** Supplied records **

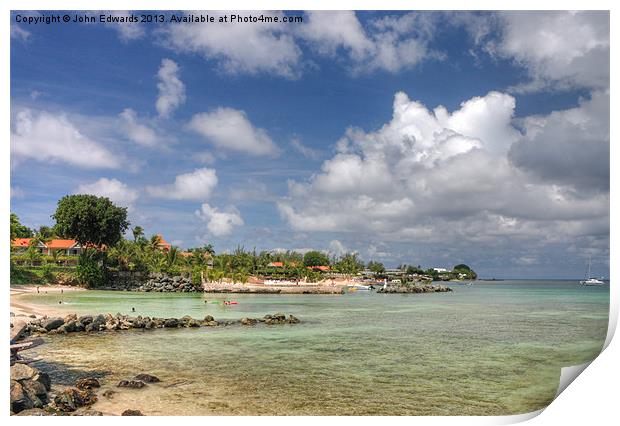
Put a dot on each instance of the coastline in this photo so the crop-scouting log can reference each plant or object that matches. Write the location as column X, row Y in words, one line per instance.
column 21, row 308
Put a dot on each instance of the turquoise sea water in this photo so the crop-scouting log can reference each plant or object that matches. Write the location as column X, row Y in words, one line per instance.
column 490, row 348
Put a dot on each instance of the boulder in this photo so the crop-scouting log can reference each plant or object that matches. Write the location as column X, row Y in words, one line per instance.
column 171, row 323
column 70, row 326
column 52, row 323
column 248, row 321
column 71, row 399
column 84, row 383
column 19, row 398
column 132, row 413
column 88, row 413
column 147, row 378
column 132, row 384
column 85, row 319
column 36, row 392
column 22, row 372
column 34, row 412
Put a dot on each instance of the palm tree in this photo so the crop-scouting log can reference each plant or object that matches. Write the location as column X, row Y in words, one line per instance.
column 138, row 233
column 209, row 249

** Task statement **
Without including any picture, write out the material above verbatim.

** Solution below **
Put a dot on each instance of the coastline in this photo so the crop-scouting log can reference each plant or object that matches. Write the location as column X, row Y in words, one line per instance.
column 21, row 308
Put a dot on each instance of the turquoise sea water in this photo so the crop-scouting log can reference each plant or object that matches. Write the location as column X, row Y in words, one line per instance.
column 490, row 348
Put a dot on each instance of the boulder in this photo so the crop-scouting log can reference each plant or object that matches. Write the location as column X, row Y in words, one line per instance.
column 171, row 323
column 70, row 326
column 52, row 323
column 248, row 321
column 71, row 399
column 84, row 383
column 19, row 398
column 132, row 413
column 88, row 413
column 147, row 378
column 132, row 384
column 85, row 319
column 36, row 392
column 22, row 372
column 34, row 412
Put a dot on each instance of the palm tree in this photo so the crop-scouting log can reference each plant or object that matches. Write the location as column X, row Y in words, one line per instance.
column 138, row 233
column 209, row 249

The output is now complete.